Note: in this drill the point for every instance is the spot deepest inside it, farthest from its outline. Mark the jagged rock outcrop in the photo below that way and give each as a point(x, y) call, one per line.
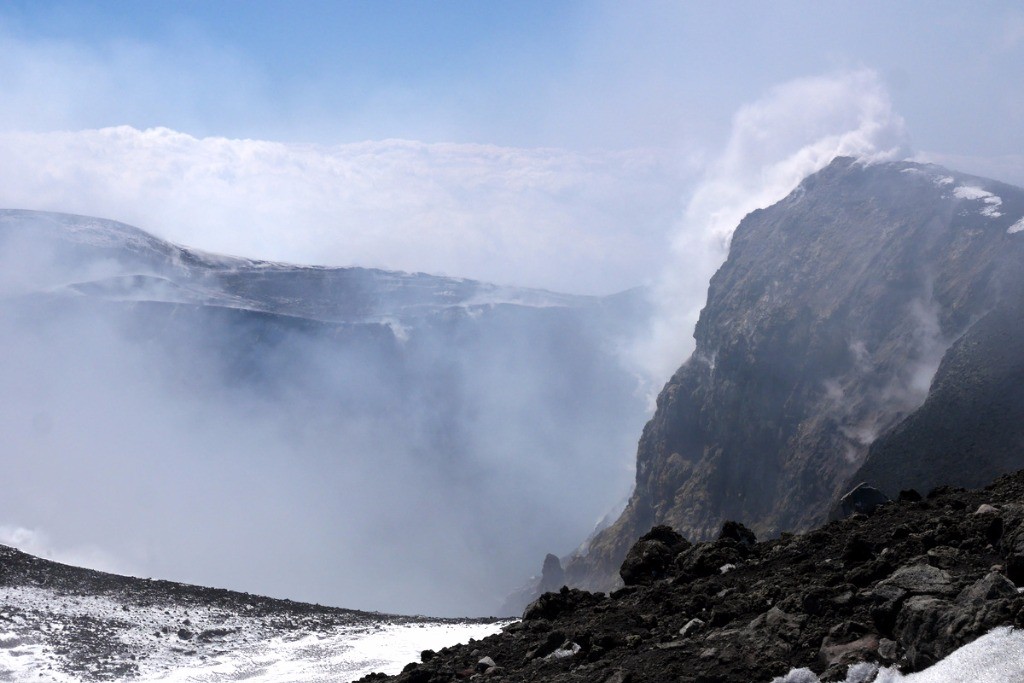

...

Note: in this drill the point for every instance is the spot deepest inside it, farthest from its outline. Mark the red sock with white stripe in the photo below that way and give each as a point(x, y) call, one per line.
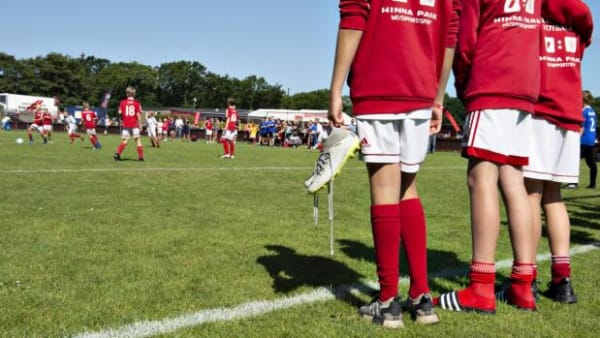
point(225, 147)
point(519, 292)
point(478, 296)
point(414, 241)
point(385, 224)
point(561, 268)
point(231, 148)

*WRITTEN TASK*: Reproduce the entries word for word, starting at the line containing "Mark the red" and ending at the line containing "point(231, 148)", with both of those lines included. Leave the pictures out of your copy.

*RESULT OF THE EXERCISE*:
Note: in this drill the point for every instance is the spot deepest inside it, farthest from its outline. Mark the red sock with white stripe in the photo below that way and give each as a point(x, y) call, one per line.
point(225, 147)
point(519, 292)
point(478, 296)
point(414, 241)
point(385, 224)
point(561, 268)
point(231, 148)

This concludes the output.